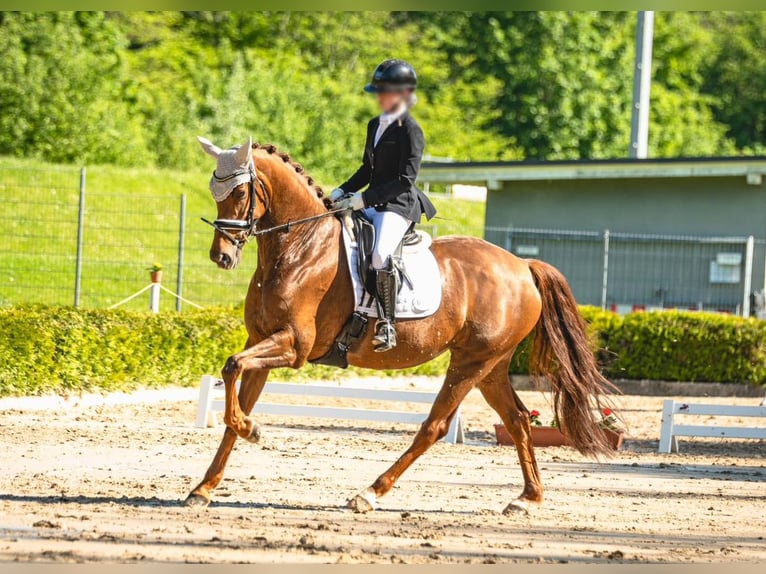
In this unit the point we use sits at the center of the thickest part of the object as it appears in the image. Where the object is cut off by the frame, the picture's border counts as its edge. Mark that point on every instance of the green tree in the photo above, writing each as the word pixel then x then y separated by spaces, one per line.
pixel 61 90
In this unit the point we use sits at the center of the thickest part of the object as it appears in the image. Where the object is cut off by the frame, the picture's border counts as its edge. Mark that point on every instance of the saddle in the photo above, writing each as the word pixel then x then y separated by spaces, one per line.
pixel 418 285
pixel 364 234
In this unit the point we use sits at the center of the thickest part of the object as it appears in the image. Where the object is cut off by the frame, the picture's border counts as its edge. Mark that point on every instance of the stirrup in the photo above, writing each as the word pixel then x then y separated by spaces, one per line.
pixel 385 336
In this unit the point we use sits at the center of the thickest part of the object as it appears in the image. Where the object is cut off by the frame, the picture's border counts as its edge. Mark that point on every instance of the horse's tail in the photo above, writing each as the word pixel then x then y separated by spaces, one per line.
pixel 562 354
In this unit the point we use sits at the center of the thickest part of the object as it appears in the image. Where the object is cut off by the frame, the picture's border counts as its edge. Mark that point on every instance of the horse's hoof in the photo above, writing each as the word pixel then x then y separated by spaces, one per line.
pixel 196 501
pixel 517 507
pixel 363 502
pixel 255 433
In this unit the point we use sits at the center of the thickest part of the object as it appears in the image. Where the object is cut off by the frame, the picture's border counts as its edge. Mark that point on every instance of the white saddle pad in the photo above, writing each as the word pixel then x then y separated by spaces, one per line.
pixel 422 299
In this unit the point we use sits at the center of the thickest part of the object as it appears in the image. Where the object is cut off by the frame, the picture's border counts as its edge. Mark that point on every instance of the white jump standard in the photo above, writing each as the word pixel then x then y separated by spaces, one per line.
pixel 671 431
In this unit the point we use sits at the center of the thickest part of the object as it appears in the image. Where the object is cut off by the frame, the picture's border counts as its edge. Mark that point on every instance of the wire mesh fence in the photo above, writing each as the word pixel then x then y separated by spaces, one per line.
pixel 631 271
pixel 66 244
pixel 39 248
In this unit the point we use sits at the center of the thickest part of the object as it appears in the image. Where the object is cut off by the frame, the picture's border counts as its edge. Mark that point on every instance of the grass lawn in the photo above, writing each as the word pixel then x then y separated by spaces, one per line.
pixel 131 220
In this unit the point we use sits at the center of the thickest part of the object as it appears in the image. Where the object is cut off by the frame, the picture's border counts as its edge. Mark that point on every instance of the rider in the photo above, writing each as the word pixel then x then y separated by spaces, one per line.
pixel 392 155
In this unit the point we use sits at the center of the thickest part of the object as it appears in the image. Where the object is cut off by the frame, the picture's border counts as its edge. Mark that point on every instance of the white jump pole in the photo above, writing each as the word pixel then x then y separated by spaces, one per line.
pixel 154 294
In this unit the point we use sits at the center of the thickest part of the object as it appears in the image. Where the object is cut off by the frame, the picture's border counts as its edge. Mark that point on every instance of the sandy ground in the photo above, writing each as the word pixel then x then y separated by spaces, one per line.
pixel 89 482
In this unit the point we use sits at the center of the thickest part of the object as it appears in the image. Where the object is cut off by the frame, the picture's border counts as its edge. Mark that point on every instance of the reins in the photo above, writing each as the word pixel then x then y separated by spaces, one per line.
pixel 248 226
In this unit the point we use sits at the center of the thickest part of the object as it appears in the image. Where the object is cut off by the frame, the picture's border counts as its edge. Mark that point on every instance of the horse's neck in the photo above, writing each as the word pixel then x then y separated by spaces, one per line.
pixel 291 200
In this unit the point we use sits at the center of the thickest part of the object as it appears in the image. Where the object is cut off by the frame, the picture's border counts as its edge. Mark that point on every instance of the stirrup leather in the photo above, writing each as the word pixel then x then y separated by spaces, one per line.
pixel 386 290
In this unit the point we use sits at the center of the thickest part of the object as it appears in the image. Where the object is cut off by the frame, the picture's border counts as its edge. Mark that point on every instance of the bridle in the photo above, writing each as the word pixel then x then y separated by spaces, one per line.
pixel 243 229
pixel 246 228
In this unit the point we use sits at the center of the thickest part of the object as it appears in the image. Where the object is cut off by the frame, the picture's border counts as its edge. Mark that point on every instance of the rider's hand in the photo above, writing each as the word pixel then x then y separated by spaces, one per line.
pixel 336 194
pixel 355 202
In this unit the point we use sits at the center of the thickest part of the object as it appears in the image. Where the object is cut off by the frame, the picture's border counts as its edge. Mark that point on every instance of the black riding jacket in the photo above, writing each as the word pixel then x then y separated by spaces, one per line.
pixel 390 168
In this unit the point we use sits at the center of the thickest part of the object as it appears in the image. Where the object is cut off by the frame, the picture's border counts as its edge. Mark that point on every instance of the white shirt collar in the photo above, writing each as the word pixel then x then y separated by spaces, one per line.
pixel 391 117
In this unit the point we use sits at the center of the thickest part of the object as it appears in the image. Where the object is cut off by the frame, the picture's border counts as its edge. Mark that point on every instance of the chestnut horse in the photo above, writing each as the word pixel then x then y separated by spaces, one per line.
pixel 301 295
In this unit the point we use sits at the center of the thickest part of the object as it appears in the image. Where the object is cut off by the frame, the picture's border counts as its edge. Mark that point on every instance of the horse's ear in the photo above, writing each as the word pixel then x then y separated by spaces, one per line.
pixel 209 147
pixel 244 153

++++++++++++++++++++

Description of the task
A verbatim copy of every record above is required, with all pictures omitted.

Result below
In this unit the point we use sits at the center of the thickest part of the object as it appears in the image. Where the object is cut off by the frame, the picture's border counts as its edge. Mark that point on every instance of the green tree in the photo above, writing each as the word pixel then x then y separated by spaces, one per line.
pixel 61 90
In this unit the point we use sits at the center of the thickest part of the object as it appears in the image. Where the object is cut off by the frame, the picture's border counts as its edge. Mark that point on every instance of the saddle in the photo above, writing each as the word pixel then x then y separated by spaces, one per line.
pixel 418 285
pixel 364 234
In this unit the point we use sits at the center of the thickest part of the object as it appears in the image. Where the object is cut off by the frame, the picture's border counts as its edge. Mark that point on every instance of the stirrup in the photo above, writing each as the word pixel then x then y separated by spaces, one per line.
pixel 385 336
In this unit the point we use sits at the center of the thickest part of the object as it appears in the image. Where the object is cut off by the frame, the picture's border counts as its edge. Mark that point on every instance of the horse's tail in the photo above, writing each as the word pixel then x then y separated by spaces, one per line.
pixel 562 354
In this unit the point we use sits at the center of the thickest part of the object as it appears in the image. Where the object is cut off by the frame, the picture's border counts as its edge. Mark that point on every instance of the horse's hoof in the photo above, writing each as the word pixel then x then y separated by spaces, one per line.
pixel 196 501
pixel 517 507
pixel 363 502
pixel 255 433
In this unit the point we use sits at the center of the thickest part of the object as it appears in the image. Where the object is cut off by the frame, the picture's border counts as its edge. Mark that point on every instance of the white saddle pad in the photo above, writing each as the word pixel then x then y separated by spaces, one per line.
pixel 422 299
In this unit the point we use sits at the center of the thickest part of the object as it appears in the image. Where the object is cut off by the frame, the picture's border counts as its edge. Mark that point on every instance of the white jump standard in the photo above, writing each as the word pixel then x then y separated by spaces, one per line.
pixel 671 431
In this unit the point we use sits at the center of the thickest part of the object as it appears in the image. Where the object is cut off by the frame, the picture's border counts as its edge. Mark that point on every instance of the wire mesh fence in the photo above, writing each as the word pixel then x then y separated by spaces, one per line.
pixel 631 271
pixel 66 244
pixel 39 248
In this unit the point we use sits at the center of the thickest part of the object as it appears in the image. Where the object is cut off by the frame, the picture's border counts as its edge. Mark that point on every instance of the grass lawn in the photo above, writing each as the word pixel then x then y separated by spaces, one per line.
pixel 131 220
In this unit the point we use sits at the center of the thickest part of the object as it appears in the image. Where the object is cut off by the frame, the picture's border counts as its edge. Mark that point on every instance of the rider in the photo above, writing each as the word pixel then x then y separated by spaces, one per line.
pixel 392 155
In this unit the point we use sits at the center of the thickest part of the object as it appears in the image. Where the object is cut off by the frame, the picture's border counts as its edge. Mark that point on every instance of the white jump pole in the photo above, writing each as the word pixel then x then y separated by spaces, one per line.
pixel 154 294
In this unit the point we use sits at the center of the thickest part of the object as it appears in the image. Where the object is cut off by the frame, the picture's border counts as its edge. Mark that point on every instance of the sandy ground in the photo above, writing each as the word pixel then x then y separated by spaces, one per line.
pixel 89 482
In this unit the point we use sits at the center of the thickest part of the object as it appears in the image. Where the object is cut off by the frame, the picture's border counts as its edge. Mark that point on every instance of the reins in the photo above, writing each as the word pixel then x then y separated by spaces, one per line.
pixel 248 226
In this unit the point we use sits at the center of the thickest part of the object as it appears in the image. Where the object is cut off by the frame, the picture's border counts as its edge. Mark that point on every instance of the horse's neck in the photo above, writing each as the word pixel then x then y separated by spaces, one per line.
pixel 291 200
In this unit the point we use sits at the center of the thickest part of the object as it appears in the image. Where the object is cut off by the frame, the picture's border counts as its edge. Mark that point on every instance of the stirrup leather in the photo above, writing each as the word pixel then x then y separated by spaces, one per line.
pixel 386 290
In this unit the point we use sits at the center of the thickest part of the object as it appears in the image. Where the object is cut off by the frame, the picture's border counts as its edge. Mark that point on every instance of the bridle in the photo above, writing each as the word pixel then x then y separated by spaces, one per line.
pixel 243 229
pixel 246 228
In this unit the point we use sits at the center of the thickest part of the object as it appears in the image. Where the object is cut off by the frame, the picture's border counts as its edge. Mark that point on every instance of the rider's hand in the photo above, writing each as the word pixel then x then y separated by spaces, one per line.
pixel 336 194
pixel 355 202
In this unit the point we use sits at the center of the thickest part of the object as it appears in the image. Where the object is cut off by the frame, the picture's border counts as its edge. Mark that point on every instance of the black riding jacket in the photo above, writing each as the word pixel then x then y separated by spaces, one per line.
pixel 390 168
In this unit the point we use sits at the center of the thickest part of the object as it appears in the image. Where the object is cut off by the frame, the picture's border counts as its edge. Mark that point on every instance of the white shirt collar in the photo above, writing each as the word pixel then x then y separated by spaces, one per line.
pixel 391 117
In this unit the point we use sits at the center of the thickest part of the object as it appears in the image. Where the object is cut off by the frame, the picture's border counts as its edge. Mark that point on every instance of the chestnut horse in the photo above, writing each as the word pixel then x then y separated by spaces, one per line.
pixel 301 295
In this unit the point we use sits at the center of the thickest part of the object as it appears in the image. Where the object is cut off by the frame, the picture's border counts as its edge. Mark that point on every instance of the horse's ear in the photo above, writing each as the word pixel then x then y separated by spaces, one per line.
pixel 209 147
pixel 244 153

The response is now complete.